● **YOUR INSTRUCTIONS**: Reproduce the data shown below exactly.

● **RECORDS SHOWN**:
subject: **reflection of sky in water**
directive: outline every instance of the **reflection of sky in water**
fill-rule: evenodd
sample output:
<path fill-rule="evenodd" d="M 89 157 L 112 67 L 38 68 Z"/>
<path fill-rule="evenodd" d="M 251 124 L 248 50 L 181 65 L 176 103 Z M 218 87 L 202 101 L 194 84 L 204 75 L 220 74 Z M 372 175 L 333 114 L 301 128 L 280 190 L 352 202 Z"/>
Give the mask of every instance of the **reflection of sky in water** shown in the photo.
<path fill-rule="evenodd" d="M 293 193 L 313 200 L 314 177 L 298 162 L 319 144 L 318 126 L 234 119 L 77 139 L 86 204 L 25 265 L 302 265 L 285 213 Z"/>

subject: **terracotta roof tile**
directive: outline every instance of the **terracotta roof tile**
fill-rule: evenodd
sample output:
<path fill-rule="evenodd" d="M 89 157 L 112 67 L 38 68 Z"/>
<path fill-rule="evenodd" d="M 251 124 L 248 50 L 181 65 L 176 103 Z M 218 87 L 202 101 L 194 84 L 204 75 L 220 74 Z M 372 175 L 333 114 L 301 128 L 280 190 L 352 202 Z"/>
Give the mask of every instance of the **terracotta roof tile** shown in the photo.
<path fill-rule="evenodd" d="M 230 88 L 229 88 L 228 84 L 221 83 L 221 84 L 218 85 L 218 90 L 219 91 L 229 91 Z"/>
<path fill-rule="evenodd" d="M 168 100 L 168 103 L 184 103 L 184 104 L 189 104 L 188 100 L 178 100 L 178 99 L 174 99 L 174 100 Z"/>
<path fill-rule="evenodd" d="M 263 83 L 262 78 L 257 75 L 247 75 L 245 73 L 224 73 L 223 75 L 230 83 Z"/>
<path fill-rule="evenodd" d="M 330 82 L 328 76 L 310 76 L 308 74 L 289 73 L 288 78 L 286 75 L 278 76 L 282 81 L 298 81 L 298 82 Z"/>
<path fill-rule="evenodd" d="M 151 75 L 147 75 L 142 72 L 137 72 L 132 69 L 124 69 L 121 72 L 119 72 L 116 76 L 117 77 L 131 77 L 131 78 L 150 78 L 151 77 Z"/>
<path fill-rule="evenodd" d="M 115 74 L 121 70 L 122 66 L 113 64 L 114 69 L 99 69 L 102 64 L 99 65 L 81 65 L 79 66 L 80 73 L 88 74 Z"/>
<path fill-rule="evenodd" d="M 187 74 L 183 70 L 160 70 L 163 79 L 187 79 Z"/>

● **TASK ANSWER**:
subject: **reflection of sky in water**
directive: outline every instance of the **reflection of sky in water**
fill-rule: evenodd
sample output:
<path fill-rule="evenodd" d="M 89 157 L 112 67 L 38 68 Z"/>
<path fill-rule="evenodd" d="M 251 124 L 248 50 L 181 65 L 176 103 Z M 218 87 L 202 101 L 194 84 L 204 75 L 220 74 Z M 372 175 L 333 114 L 301 128 L 280 190 L 352 202 Z"/>
Give the mask of every instance of the **reflection of sky in water** shown in the photo.
<path fill-rule="evenodd" d="M 293 193 L 313 200 L 314 177 L 298 162 L 319 144 L 318 126 L 234 119 L 77 139 L 86 204 L 25 265 L 302 265 L 285 213 Z"/>

subject: **terracotta roof tile**
directive: outline every instance of the **terracotta roof tile**
fill-rule: evenodd
sample output:
<path fill-rule="evenodd" d="M 89 157 L 112 67 L 38 68 Z"/>
<path fill-rule="evenodd" d="M 251 124 L 248 50 L 181 65 L 176 103 Z M 218 87 L 202 101 L 194 84 L 204 75 L 220 74 Z M 372 175 L 333 114 L 301 128 L 280 190 L 352 202 Z"/>
Give the mask of every instance of the **terracotta roof tile** shown in the photo.
<path fill-rule="evenodd" d="M 230 88 L 229 88 L 228 84 L 221 83 L 221 84 L 218 85 L 218 90 L 219 91 L 229 91 Z"/>
<path fill-rule="evenodd" d="M 168 100 L 168 103 L 184 103 L 184 104 L 189 104 L 188 100 L 178 100 L 178 99 L 174 99 L 174 100 Z"/>
<path fill-rule="evenodd" d="M 263 83 L 262 78 L 257 75 L 247 75 L 245 73 L 224 73 L 223 75 L 230 83 Z"/>
<path fill-rule="evenodd" d="M 330 82 L 328 76 L 310 76 L 308 74 L 289 73 L 288 78 L 286 75 L 278 76 L 282 81 L 298 81 L 298 82 Z"/>
<path fill-rule="evenodd" d="M 151 75 L 147 75 L 142 72 L 137 72 L 132 69 L 124 69 L 121 72 L 119 72 L 116 76 L 117 77 L 131 77 L 131 78 L 150 78 L 151 77 Z"/>
<path fill-rule="evenodd" d="M 115 74 L 121 70 L 122 66 L 113 64 L 114 69 L 99 69 L 102 64 L 99 65 L 81 65 L 79 66 L 80 73 L 88 74 Z"/>
<path fill-rule="evenodd" d="M 187 74 L 183 70 L 160 70 L 163 79 L 187 79 Z"/>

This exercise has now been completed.